◆ Written request ◆
Put the lines of the records into a numbered list, beginning at the line that contains "Provide the outline of every instance of the green" and stopping after the line that contains "L 0 46 L 10". Leave out any blank lines.

◆ Entries shown ◆
-- Start --

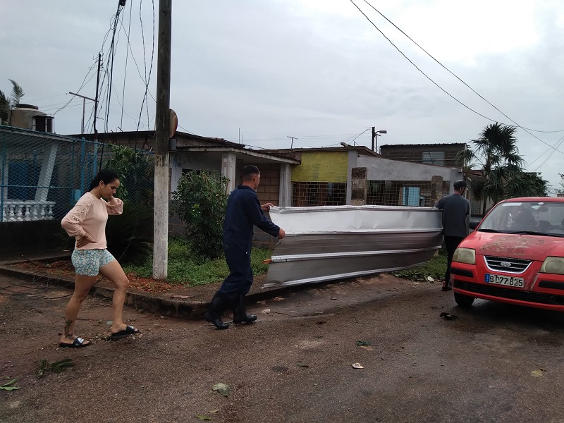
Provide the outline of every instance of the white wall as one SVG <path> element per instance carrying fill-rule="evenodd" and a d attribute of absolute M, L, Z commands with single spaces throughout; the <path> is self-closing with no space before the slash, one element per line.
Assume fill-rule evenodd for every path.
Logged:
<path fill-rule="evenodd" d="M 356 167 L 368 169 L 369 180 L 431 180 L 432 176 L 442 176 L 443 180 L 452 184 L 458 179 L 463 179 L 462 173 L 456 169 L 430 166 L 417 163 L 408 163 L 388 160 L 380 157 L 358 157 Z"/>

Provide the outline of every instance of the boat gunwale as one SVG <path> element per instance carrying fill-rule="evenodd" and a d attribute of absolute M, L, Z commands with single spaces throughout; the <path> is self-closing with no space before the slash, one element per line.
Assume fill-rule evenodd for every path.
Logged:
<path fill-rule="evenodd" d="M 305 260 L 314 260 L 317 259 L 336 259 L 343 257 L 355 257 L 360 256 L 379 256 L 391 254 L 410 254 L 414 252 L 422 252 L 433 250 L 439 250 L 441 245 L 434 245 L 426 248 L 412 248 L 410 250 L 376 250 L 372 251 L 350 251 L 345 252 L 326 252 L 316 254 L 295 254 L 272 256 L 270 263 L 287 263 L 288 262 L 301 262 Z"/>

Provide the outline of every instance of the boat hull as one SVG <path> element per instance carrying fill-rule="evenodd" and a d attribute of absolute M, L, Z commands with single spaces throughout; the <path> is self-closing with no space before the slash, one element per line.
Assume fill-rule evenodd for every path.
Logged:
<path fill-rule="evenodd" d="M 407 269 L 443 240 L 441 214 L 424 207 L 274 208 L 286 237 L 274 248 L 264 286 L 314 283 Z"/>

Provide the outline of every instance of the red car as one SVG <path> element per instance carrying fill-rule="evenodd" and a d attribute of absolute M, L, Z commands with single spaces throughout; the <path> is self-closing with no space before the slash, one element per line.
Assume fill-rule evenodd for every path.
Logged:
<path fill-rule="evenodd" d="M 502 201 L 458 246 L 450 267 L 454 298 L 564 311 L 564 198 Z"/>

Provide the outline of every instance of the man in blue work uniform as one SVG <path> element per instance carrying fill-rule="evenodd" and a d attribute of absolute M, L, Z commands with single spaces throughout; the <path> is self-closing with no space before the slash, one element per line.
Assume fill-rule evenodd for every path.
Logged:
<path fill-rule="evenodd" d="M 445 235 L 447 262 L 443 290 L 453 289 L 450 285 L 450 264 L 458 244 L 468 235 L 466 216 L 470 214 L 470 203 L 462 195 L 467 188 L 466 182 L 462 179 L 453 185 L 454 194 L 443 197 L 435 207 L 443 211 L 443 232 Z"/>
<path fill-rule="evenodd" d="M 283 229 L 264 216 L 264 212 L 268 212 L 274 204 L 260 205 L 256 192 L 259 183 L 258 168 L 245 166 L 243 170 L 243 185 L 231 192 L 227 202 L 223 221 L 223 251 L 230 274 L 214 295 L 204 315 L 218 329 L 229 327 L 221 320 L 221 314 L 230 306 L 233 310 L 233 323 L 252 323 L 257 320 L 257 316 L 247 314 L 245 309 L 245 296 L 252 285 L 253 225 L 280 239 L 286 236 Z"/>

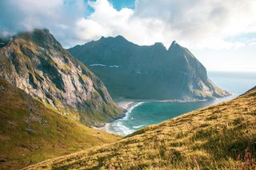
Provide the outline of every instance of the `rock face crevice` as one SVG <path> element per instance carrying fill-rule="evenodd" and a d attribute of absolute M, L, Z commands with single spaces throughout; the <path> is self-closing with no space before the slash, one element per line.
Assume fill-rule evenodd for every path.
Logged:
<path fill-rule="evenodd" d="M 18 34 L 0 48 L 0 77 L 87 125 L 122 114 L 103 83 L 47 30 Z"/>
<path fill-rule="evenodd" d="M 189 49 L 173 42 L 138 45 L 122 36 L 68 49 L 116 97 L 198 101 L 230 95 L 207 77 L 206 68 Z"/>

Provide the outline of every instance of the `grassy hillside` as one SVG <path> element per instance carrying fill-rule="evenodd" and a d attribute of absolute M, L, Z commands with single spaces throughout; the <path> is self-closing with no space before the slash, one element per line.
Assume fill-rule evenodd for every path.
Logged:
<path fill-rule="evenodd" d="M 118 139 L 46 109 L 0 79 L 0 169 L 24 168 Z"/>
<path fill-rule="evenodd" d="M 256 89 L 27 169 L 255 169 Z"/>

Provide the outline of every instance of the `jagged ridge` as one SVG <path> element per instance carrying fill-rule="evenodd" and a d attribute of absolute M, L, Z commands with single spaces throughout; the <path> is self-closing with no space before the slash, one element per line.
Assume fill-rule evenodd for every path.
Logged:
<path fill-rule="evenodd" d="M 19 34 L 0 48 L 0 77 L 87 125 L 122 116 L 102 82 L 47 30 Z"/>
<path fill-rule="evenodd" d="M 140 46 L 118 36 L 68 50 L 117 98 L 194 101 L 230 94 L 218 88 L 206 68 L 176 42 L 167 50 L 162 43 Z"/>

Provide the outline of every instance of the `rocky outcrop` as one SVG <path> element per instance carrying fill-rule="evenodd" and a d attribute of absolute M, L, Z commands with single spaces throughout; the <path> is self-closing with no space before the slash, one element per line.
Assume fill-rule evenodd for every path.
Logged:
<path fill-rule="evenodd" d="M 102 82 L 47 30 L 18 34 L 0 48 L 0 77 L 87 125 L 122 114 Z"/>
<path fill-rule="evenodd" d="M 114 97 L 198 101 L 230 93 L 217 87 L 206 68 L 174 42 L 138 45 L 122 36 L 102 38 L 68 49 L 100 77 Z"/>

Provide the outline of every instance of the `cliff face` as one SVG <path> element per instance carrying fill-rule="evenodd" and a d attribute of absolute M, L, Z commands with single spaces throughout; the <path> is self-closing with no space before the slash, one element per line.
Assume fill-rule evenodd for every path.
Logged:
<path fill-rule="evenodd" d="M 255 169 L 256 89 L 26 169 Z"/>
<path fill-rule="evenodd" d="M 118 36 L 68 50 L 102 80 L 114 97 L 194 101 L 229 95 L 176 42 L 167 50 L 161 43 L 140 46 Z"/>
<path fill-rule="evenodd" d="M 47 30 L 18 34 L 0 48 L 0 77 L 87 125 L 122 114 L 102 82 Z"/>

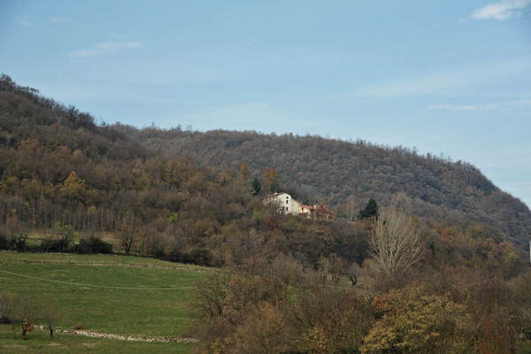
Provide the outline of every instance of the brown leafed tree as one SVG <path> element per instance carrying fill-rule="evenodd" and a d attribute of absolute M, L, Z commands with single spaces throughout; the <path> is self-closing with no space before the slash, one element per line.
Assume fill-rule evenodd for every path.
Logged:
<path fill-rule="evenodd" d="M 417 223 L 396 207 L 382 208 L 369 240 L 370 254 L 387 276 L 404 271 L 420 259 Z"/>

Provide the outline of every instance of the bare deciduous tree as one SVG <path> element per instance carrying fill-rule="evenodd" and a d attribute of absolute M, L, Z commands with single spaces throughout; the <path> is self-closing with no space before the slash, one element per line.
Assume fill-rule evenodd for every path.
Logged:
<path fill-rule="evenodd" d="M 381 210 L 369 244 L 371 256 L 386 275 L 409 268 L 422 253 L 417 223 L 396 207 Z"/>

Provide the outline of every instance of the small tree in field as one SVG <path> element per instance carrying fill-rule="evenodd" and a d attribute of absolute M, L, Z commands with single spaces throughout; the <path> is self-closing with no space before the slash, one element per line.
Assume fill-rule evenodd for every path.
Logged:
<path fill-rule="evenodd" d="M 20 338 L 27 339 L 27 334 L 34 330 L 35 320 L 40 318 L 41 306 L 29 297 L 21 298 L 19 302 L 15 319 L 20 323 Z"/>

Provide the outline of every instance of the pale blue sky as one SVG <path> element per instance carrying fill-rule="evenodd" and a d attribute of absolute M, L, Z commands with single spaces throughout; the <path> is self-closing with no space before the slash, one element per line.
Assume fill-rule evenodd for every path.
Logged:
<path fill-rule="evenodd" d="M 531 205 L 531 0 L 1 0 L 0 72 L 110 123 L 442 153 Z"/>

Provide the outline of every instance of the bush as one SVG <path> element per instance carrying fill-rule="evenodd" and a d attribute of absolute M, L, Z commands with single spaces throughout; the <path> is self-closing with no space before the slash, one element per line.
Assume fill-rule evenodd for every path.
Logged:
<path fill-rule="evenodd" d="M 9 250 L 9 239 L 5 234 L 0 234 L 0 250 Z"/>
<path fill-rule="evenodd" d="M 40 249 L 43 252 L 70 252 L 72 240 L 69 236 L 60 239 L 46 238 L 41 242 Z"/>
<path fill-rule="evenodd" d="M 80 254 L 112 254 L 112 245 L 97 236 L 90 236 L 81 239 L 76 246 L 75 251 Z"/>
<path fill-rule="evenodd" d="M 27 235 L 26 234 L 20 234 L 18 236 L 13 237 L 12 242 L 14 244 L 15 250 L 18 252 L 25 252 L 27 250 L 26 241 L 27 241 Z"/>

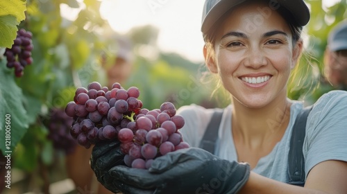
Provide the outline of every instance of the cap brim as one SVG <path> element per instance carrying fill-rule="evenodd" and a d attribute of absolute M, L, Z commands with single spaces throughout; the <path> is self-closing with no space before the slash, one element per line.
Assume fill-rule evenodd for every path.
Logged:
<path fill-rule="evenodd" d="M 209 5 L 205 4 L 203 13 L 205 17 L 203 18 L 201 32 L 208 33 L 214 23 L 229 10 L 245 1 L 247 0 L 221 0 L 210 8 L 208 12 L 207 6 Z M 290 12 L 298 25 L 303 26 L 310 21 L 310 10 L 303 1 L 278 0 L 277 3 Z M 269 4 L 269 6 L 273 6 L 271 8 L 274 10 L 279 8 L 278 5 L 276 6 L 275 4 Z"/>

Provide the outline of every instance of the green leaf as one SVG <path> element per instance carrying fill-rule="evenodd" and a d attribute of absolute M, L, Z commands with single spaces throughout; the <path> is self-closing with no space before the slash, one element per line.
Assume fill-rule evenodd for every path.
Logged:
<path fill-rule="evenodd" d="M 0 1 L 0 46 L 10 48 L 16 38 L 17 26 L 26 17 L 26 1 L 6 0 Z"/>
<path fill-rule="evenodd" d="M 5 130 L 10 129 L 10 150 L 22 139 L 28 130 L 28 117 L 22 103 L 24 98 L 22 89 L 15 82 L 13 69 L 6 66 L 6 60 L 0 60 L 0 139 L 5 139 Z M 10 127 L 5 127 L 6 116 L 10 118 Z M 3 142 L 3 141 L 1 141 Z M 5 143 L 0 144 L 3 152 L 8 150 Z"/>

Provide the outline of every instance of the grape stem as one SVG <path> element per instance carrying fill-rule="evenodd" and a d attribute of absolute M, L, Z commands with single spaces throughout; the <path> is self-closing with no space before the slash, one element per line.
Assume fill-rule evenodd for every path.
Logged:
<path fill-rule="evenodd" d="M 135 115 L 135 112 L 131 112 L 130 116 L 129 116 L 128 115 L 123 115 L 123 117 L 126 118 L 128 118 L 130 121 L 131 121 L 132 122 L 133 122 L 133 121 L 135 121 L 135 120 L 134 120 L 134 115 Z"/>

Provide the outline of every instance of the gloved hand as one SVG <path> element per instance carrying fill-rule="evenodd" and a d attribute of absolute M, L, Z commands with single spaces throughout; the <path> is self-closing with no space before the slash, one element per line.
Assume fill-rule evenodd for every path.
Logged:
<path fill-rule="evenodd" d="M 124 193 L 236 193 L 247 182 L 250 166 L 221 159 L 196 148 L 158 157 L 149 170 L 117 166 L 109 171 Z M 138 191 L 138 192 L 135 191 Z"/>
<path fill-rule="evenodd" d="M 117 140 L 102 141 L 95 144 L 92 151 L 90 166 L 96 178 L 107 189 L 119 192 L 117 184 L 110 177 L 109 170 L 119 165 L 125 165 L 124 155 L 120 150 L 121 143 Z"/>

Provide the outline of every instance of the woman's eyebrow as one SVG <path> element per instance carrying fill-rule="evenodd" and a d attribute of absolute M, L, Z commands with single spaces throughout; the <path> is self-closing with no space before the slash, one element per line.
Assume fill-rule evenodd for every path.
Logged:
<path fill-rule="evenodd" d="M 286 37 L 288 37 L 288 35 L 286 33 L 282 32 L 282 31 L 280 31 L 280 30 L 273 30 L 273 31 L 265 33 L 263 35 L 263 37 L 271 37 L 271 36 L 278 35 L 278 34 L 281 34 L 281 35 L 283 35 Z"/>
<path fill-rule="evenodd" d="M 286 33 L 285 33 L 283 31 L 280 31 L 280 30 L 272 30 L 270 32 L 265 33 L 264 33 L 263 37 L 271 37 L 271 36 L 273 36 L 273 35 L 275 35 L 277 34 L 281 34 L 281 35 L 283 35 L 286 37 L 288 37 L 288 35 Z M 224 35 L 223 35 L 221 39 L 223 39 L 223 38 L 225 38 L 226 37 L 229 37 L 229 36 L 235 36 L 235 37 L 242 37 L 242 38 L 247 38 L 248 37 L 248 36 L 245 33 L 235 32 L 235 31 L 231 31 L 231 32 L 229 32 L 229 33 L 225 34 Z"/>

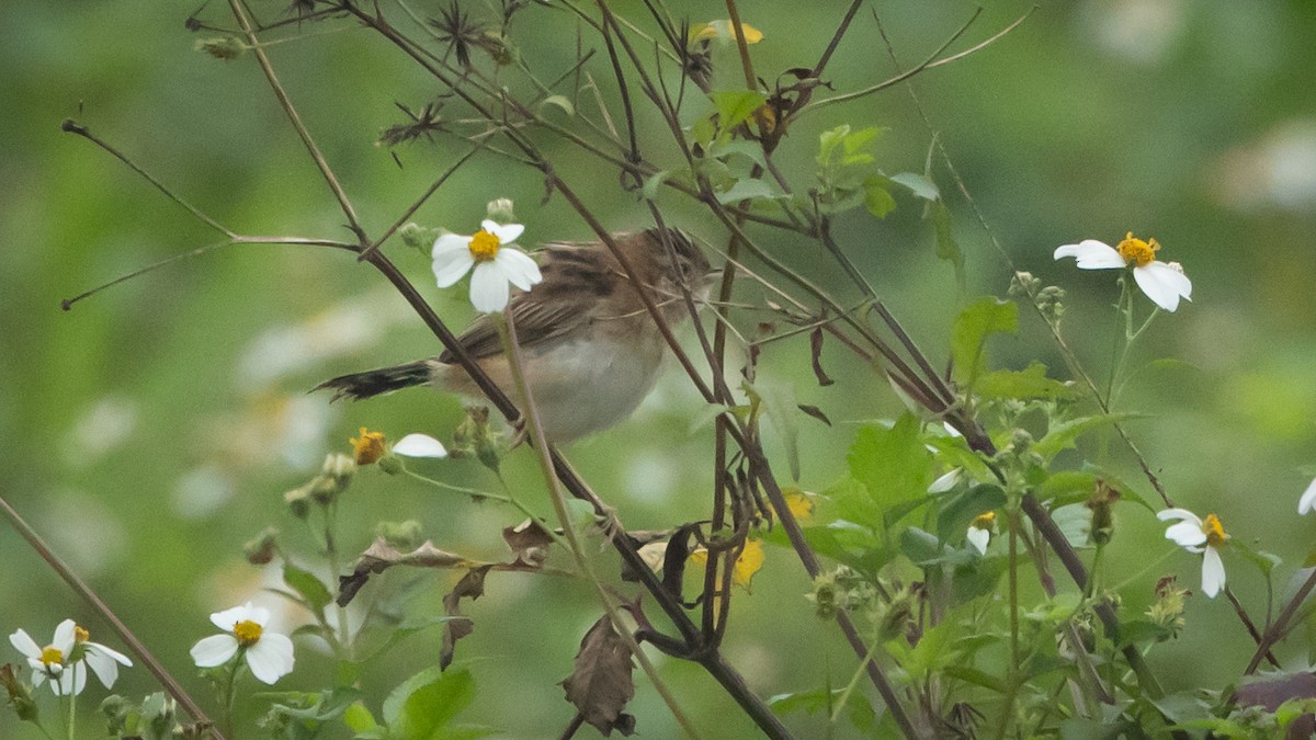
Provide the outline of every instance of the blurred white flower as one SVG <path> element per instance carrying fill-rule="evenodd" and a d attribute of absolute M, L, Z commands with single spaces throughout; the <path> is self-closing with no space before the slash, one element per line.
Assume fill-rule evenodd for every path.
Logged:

-- End --

◆ Written answer ◆
1. Provide the outline of every instance of the green leaf as one SVG <path> element per instance carrying fill-rule="evenodd" and a d attribute of absolute M, L, Z commands with single spaces throughout; the <path> is self-closing with no space before the slash, one element per line.
2. Assume fill-rule evenodd for every path.
3. Logged:
4. <path fill-rule="evenodd" d="M 0 1 L 0 46 L 10 48 L 16 38 L 17 26 L 26 17 L 26 1 L 6 0 Z"/>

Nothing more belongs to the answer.